**INSTRUCTIONS TO FOLLOW**
Can you print every record below exactly as written?

**DATA TO USE**
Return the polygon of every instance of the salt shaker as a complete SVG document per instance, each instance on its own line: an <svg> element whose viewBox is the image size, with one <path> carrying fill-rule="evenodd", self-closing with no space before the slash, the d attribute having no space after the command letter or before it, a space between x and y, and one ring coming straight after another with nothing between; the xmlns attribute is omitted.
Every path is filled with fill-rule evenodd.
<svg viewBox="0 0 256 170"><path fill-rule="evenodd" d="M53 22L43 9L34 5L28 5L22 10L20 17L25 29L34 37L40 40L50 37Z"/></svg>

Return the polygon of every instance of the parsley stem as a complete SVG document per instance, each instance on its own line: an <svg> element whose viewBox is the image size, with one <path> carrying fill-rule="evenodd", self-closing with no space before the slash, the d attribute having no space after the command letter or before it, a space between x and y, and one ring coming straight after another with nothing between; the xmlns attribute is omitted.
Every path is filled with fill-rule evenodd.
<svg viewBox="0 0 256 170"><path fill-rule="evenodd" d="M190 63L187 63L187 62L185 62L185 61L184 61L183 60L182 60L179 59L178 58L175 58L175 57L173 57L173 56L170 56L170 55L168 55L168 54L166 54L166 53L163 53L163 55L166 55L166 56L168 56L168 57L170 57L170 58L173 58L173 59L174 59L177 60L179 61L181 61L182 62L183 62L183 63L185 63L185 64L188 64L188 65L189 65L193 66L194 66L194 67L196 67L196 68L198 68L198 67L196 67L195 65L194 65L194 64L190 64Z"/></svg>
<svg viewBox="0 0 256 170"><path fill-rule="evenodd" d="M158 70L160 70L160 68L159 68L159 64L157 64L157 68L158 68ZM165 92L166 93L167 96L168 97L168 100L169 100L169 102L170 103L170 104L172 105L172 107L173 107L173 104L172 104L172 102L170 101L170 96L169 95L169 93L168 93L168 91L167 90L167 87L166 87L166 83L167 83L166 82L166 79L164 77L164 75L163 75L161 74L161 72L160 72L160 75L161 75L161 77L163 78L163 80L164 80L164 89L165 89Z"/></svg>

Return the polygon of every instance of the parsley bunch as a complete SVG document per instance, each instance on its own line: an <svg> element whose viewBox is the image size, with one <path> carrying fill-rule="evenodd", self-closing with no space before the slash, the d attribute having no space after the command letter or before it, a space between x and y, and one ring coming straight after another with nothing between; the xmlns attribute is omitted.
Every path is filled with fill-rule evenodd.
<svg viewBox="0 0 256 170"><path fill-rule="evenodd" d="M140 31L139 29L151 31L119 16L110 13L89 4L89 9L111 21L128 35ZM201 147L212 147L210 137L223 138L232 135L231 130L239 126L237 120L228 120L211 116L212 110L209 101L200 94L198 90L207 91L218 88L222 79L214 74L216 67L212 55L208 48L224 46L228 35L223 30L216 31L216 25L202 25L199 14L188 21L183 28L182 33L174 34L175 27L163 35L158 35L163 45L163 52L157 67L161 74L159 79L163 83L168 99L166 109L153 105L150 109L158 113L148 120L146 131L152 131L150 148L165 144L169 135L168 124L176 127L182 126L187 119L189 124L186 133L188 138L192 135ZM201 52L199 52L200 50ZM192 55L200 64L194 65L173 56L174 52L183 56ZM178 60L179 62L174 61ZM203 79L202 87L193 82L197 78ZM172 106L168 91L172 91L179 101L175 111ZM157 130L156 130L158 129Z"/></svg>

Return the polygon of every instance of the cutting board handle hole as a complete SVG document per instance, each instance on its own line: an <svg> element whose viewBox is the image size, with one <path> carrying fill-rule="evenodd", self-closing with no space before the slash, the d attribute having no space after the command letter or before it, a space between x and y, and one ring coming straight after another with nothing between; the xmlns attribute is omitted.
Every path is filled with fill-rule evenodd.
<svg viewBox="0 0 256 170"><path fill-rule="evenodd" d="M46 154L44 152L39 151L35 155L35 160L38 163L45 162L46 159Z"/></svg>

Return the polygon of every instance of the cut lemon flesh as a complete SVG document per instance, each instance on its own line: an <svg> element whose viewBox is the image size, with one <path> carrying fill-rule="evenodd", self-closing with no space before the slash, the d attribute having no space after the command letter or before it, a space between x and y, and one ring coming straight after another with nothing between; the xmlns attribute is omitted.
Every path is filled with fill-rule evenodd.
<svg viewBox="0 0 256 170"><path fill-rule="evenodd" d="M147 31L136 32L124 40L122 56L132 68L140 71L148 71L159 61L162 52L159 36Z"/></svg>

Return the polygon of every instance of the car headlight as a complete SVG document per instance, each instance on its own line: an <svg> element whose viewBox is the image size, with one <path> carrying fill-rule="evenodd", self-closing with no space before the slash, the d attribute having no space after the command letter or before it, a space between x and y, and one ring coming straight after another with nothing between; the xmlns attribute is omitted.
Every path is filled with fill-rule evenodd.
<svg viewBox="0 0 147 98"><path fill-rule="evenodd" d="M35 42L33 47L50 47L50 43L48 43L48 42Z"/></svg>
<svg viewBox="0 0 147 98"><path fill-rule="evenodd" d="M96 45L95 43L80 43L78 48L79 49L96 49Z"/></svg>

**SOLUTION FOR THIS PROBLEM**
Return the polygon of every instance of the salt shaker as a complete SVG document per instance, each instance on its own line: an <svg> element whose viewBox is the image size, with one <path> carrying fill-rule="evenodd", self-closing with no space before the slash, the d attribute having no space after the command letter or before it, a space between x and y, and one ring coming straight after another with nothing between; the xmlns attribute is omitted.
Every path is filled with fill-rule evenodd.
<svg viewBox="0 0 256 170"><path fill-rule="evenodd" d="M53 22L43 9L34 5L28 5L22 10L20 17L25 29L34 37L40 40L50 37Z"/></svg>

Return the polygon of every instance of the parsley stem as a complete SVG document per instance, each instance on its own line: an <svg> element whose viewBox is the image size, with one <path> carrying fill-rule="evenodd", self-closing with no space before the slash, the d attribute having no space after the command letter or before it, a space between x and y, and one ring coming straight after another with nothing between; the xmlns attribute is omitted.
Every path is filled with fill-rule evenodd.
<svg viewBox="0 0 256 170"><path fill-rule="evenodd" d="M190 63L187 63L187 62L185 62L185 61L184 61L183 60L182 60L179 59L178 58L175 58L175 57L173 57L173 56L170 56L170 55L168 55L168 54L166 54L166 53L163 53L163 55L166 55L166 56L168 56L168 57L170 57L170 58L173 58L173 59L174 59L177 60L179 61L181 61L182 62L183 62L183 63L185 63L185 64L188 64L188 65L189 65L193 66L194 66L194 67L196 67L196 68L198 68L198 67L196 67L195 65L194 65L194 64L190 64Z"/></svg>
<svg viewBox="0 0 256 170"><path fill-rule="evenodd" d="M158 70L160 70L160 68L159 68L159 64L157 64L157 68L158 68ZM165 92L166 93L167 96L168 97L168 100L169 100L169 102L170 103L170 104L172 105L172 107L173 107L173 104L172 104L172 102L170 101L170 96L169 95L169 93L168 93L168 91L167 90L167 87L166 87L166 83L167 83L166 82L166 79L164 77L164 75L163 75L161 74L161 72L160 72L160 75L161 75L161 77L163 78L163 80L164 80L164 89L165 89Z"/></svg>

Return the polygon of every instance of the parsley bunch as a complete SVG document per instance, each instance on its own line: an <svg> element whose viewBox is the image size, with one <path> carrying fill-rule="evenodd", self-closing with no space before the slash, the d attribute having no space after the command letter or before it, a space between x and y, and one ring coming straight after another with nothing between; the xmlns attribute is omitted.
Every path is filled with fill-rule evenodd.
<svg viewBox="0 0 256 170"><path fill-rule="evenodd" d="M140 31L139 29L151 31L119 16L110 13L89 4L89 9L111 21L128 35ZM201 147L212 147L210 137L223 138L232 135L231 130L239 126L237 120L228 120L211 116L212 110L209 101L200 94L198 90L207 91L218 88L222 79L214 74L216 67L212 55L208 48L224 46L228 35L223 30L216 31L216 25L202 25L199 14L188 21L183 28L182 33L174 34L175 27L163 35L158 35L163 45L163 52L157 67L161 74L159 79L163 83L168 99L166 109L153 105L150 109L158 113L148 120L146 131L152 131L150 148L165 144L169 135L168 124L176 127L182 126L187 119L189 124L186 133L188 138L192 135ZM201 52L199 52L200 50ZM192 55L200 64L194 65L173 56L174 52L183 56ZM178 60L179 62L174 61ZM203 79L202 87L193 82L197 78ZM172 106L168 91L172 91L179 101L175 111ZM157 130L156 130L158 129Z"/></svg>

Return the polygon of every instance of the cutting board handle hole as a complete SVG document per instance, each instance on its own line: an <svg> element whose viewBox is the image size, with one <path> carrying fill-rule="evenodd", self-closing with no space before the slash, the d attribute having no space after the command letter or before it, a space between x and y, and one ring coming straight after another with nothing between; the xmlns attribute is omitted.
Every path is filled with fill-rule evenodd.
<svg viewBox="0 0 256 170"><path fill-rule="evenodd" d="M46 154L44 152L39 151L35 155L35 160L38 163L45 162L46 159Z"/></svg>

Return the polygon of every instance of the cut lemon flesh as a complete SVG document per instance, each instance on its own line: an <svg> element whose viewBox is the image size, with one <path> carrying fill-rule="evenodd", self-closing with no space before the slash, the d attribute having no space after the command letter or before it, a space between x and y, and one ring coming straight after another with nothing between; the xmlns attribute is omitted.
Every path is filled with fill-rule evenodd.
<svg viewBox="0 0 256 170"><path fill-rule="evenodd" d="M147 31L136 32L124 40L122 56L132 68L140 71L148 71L159 61L162 52L159 36Z"/></svg>

Return the polygon of every instance of the car headlight as a complete SVG document per instance, each instance on its own line: an <svg> element whose viewBox is the image size, with one <path> carrying fill-rule="evenodd", self-closing with no space before the slash, the d attribute having no space after the command letter or before it, a space between x and y, and one ring coming straight after another with nothing between; the xmlns attribute is omitted.
Every path is filled with fill-rule evenodd.
<svg viewBox="0 0 147 98"><path fill-rule="evenodd" d="M35 42L33 47L50 47L50 43L48 43L48 42Z"/></svg>
<svg viewBox="0 0 147 98"><path fill-rule="evenodd" d="M96 45L95 43L80 43L78 48L79 49L96 49Z"/></svg>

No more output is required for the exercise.